▶ [Exercise requirements]
Rescale the part of the entries that opens with the first line and closes with the line containing "[[123, 76]]", both ends included, and write it all out again, requests too. Multiply every coordinate in the answers by 0.8 and round to whole numbers, halves up.

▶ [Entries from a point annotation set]
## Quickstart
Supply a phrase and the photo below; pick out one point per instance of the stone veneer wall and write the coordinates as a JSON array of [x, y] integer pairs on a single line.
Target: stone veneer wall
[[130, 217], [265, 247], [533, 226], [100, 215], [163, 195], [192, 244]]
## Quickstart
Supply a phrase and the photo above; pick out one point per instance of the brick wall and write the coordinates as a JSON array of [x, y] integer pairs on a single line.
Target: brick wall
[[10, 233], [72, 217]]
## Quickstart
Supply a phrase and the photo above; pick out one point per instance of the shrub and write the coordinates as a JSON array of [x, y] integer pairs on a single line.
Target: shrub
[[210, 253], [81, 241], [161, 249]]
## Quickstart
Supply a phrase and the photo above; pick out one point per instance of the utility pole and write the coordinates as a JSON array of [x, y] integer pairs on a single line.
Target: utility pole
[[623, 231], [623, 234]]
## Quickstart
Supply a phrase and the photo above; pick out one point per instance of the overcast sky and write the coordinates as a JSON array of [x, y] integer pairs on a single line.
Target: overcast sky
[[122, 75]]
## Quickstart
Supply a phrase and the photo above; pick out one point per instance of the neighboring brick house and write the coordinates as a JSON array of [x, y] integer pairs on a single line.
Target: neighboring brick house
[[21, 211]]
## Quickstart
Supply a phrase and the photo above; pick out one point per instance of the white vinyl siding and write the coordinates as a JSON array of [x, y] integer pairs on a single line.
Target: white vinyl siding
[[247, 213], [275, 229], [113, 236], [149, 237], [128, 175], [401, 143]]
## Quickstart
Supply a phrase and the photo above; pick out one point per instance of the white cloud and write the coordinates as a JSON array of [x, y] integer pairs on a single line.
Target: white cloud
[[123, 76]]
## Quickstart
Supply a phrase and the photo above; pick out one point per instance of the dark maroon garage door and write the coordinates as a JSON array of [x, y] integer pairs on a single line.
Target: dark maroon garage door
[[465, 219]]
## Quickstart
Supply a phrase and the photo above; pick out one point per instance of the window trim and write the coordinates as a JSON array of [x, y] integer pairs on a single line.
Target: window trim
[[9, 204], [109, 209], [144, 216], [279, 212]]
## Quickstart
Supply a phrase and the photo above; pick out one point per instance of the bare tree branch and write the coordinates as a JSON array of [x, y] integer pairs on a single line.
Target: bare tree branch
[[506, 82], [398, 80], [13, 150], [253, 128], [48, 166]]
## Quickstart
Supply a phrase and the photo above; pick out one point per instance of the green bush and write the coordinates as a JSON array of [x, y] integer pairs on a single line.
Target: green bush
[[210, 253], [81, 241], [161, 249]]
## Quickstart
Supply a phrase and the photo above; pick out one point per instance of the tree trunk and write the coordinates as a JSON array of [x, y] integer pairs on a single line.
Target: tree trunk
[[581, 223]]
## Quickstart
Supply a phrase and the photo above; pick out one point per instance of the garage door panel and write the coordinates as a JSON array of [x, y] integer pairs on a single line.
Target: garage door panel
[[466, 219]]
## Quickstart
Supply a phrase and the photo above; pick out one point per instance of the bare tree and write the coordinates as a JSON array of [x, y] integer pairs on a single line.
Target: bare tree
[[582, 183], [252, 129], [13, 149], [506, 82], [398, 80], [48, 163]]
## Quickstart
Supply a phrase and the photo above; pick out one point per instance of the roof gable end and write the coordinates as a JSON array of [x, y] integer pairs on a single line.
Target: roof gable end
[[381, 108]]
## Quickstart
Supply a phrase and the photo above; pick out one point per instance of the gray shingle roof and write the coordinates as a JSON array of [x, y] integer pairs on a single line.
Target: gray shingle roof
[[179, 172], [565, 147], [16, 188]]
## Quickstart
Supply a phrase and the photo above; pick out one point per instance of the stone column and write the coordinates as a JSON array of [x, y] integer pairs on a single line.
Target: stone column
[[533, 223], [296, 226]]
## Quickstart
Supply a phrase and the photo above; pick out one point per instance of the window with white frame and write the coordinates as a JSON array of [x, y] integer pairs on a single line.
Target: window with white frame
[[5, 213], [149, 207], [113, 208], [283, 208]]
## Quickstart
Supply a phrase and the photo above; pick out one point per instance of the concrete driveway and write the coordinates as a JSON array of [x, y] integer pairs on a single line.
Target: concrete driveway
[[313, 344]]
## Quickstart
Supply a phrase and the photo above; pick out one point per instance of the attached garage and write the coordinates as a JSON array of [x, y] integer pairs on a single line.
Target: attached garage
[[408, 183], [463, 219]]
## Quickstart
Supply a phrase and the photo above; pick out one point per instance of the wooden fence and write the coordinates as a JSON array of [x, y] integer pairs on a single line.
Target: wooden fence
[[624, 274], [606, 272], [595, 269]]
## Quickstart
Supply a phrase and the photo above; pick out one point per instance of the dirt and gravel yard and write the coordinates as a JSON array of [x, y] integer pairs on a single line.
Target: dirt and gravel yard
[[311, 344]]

▶ [Task output]
## Quickstart
Supply a phrase and the photo below; pick out one point per instance of the stone veneer wall and write the coordinates as a JSON array of [x, y] integer pairs on a single line.
Target: stone veneer wall
[[104, 174], [212, 198], [426, 181], [80, 172], [130, 156], [154, 195]]
## Quickstart
Supply a phrase and the photo above; pick out one point per instance of the brick wall and write the coordinates as a JSON array of [x, y] integer pairs on a single line.
Target: brick wall
[[8, 186], [58, 174]]
## Quickstart
Supply a phrase and the photo above; pick out one point per instance of the shrub and write the coordinates as a JSON array of [x, y] integer pairs on a single line.
Target: shrub
[[168, 202], [65, 193], [129, 199]]
## Quickstart
Supply a phrase and the photo above; pick out one point per instance of the utility pole and write the coordinates as a JSON array of [x, y] integer pairs on a single line.
Target: utility pole
[[498, 185], [498, 187]]
## Quickstart
Supply a phrase and the photo above; pick out one point per instance of the overcast sky and write the coordinates as a JSON array of [x, y] integer pairs on a single line.
Target: overcast sky
[[98, 60]]
## Quickstart
Supply a phrase and the photo above; pick out one point per instance of the neighboring brick house and write the coordinates as a JSON array of [x, y] integer pairs on a single line.
Target: neighboring brick house
[[17, 169]]
## Quickstart
Supply a phrase and the photo above; pick out one point per instance of the white vinyl siding and write the coordinates as a JSON array of [x, y] integer pairs on a single line.
Target: white vinyl siding
[[198, 170], [220, 183], [90, 189], [119, 190], [102, 140], [321, 114]]
## Quickstart
Supply a phrase and the photo above; pick out one point per instance of the white cloud and write the coordinates as a JSON array of [x, y] integer pairs on a single line.
Target: white cloud
[[98, 61]]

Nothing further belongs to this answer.